>> begin SUPPLIED DATA

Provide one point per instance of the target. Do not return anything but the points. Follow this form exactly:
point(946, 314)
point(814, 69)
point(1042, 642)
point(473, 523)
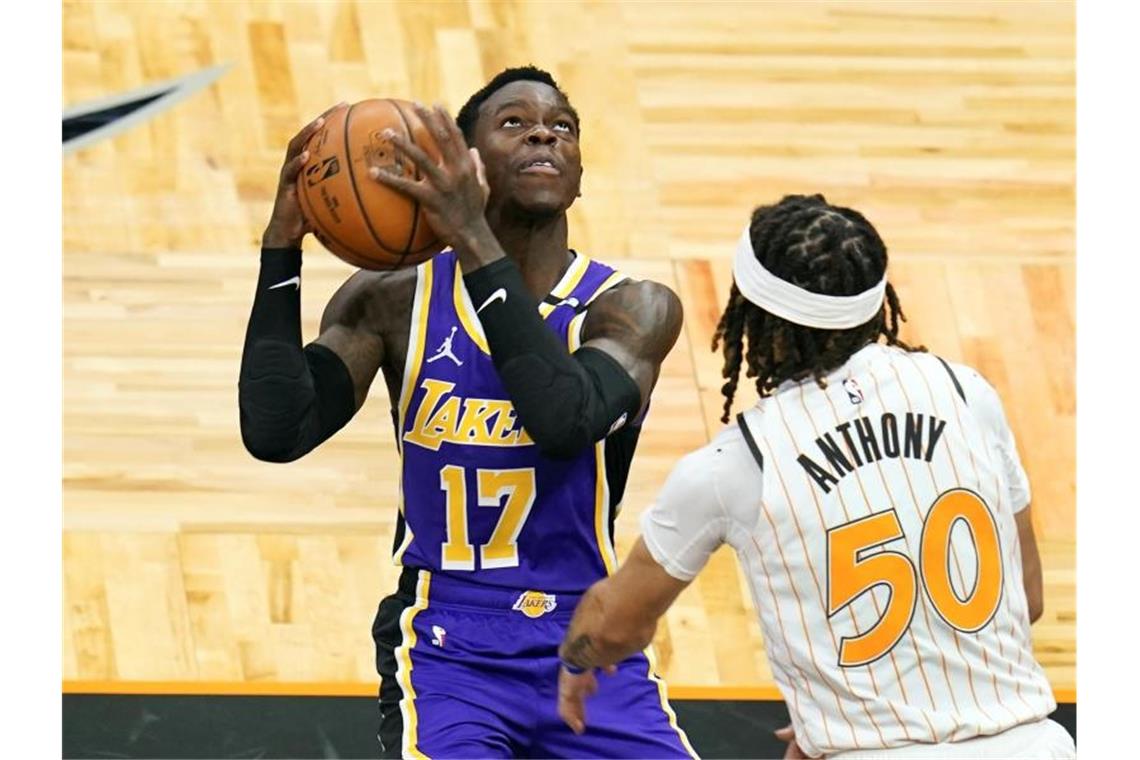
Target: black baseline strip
point(170, 726)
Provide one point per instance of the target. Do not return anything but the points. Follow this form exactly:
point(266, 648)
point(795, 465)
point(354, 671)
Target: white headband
point(794, 303)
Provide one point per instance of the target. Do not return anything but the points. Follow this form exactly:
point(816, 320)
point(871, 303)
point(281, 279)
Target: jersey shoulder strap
point(750, 440)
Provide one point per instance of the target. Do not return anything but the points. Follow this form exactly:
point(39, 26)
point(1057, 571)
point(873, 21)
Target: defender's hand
point(286, 226)
point(453, 193)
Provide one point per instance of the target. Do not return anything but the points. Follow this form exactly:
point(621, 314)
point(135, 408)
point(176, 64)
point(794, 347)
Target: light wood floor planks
point(951, 125)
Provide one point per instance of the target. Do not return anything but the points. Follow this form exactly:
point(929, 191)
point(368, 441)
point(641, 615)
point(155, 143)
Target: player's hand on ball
point(286, 226)
point(453, 193)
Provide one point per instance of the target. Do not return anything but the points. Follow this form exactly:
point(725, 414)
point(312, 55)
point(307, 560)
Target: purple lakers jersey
point(478, 499)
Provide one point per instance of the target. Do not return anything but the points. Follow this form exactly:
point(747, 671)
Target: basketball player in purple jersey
point(519, 372)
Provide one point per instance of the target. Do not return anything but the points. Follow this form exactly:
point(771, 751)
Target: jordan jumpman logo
point(445, 350)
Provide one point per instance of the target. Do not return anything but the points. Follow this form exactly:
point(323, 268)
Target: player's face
point(528, 139)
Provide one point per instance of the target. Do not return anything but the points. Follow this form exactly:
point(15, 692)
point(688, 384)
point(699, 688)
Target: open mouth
point(539, 166)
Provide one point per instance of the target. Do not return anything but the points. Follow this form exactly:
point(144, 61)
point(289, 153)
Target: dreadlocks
point(823, 248)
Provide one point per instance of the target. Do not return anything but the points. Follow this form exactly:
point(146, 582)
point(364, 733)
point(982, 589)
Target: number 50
point(851, 575)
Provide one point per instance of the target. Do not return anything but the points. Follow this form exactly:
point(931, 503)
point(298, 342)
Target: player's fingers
point(436, 121)
point(408, 187)
point(293, 166)
point(423, 162)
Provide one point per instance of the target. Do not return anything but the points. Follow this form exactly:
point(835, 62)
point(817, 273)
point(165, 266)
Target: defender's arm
point(615, 619)
point(1031, 565)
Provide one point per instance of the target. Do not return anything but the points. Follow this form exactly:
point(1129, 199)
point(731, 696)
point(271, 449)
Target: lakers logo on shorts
point(535, 604)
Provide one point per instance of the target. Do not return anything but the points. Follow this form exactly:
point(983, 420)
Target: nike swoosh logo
point(295, 280)
point(497, 295)
point(87, 122)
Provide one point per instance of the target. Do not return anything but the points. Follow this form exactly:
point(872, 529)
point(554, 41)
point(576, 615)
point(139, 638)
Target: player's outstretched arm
point(1031, 564)
point(636, 325)
point(293, 398)
point(616, 618)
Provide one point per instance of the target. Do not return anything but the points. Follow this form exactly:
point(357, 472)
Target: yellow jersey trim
point(404, 665)
point(662, 694)
point(566, 284)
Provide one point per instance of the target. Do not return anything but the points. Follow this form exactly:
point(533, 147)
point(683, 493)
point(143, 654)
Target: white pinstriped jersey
point(881, 550)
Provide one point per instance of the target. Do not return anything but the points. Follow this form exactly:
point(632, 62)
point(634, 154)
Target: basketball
point(358, 219)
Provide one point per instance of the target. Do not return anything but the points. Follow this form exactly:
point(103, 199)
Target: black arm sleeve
point(291, 399)
point(566, 402)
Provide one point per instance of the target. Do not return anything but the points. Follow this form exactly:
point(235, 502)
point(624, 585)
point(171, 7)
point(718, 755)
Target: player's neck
point(538, 246)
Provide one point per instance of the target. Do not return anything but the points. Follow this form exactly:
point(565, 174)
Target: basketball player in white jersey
point(878, 507)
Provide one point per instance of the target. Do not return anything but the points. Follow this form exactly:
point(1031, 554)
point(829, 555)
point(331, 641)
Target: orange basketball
point(360, 220)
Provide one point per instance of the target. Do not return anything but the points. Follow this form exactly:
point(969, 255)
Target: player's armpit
point(1031, 564)
point(352, 324)
point(566, 402)
point(293, 399)
point(618, 615)
point(637, 325)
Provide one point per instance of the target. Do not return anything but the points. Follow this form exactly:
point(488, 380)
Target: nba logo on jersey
point(535, 604)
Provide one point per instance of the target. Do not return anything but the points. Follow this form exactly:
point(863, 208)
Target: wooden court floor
point(951, 125)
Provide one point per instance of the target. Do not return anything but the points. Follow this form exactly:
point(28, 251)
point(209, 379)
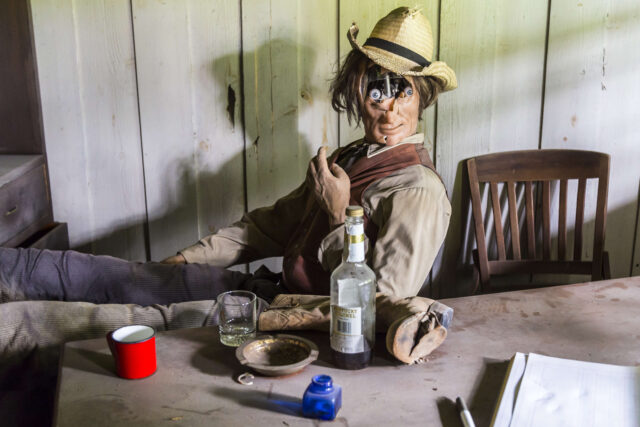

>> end SUPPLIED DATA

• EXERCISE:
Pick out every line in the listing above that contains the word "purple" and copy each of those lines.

• FINISHED TASK:
Target: purple lakers jersey
Target: basketball player in purple jersey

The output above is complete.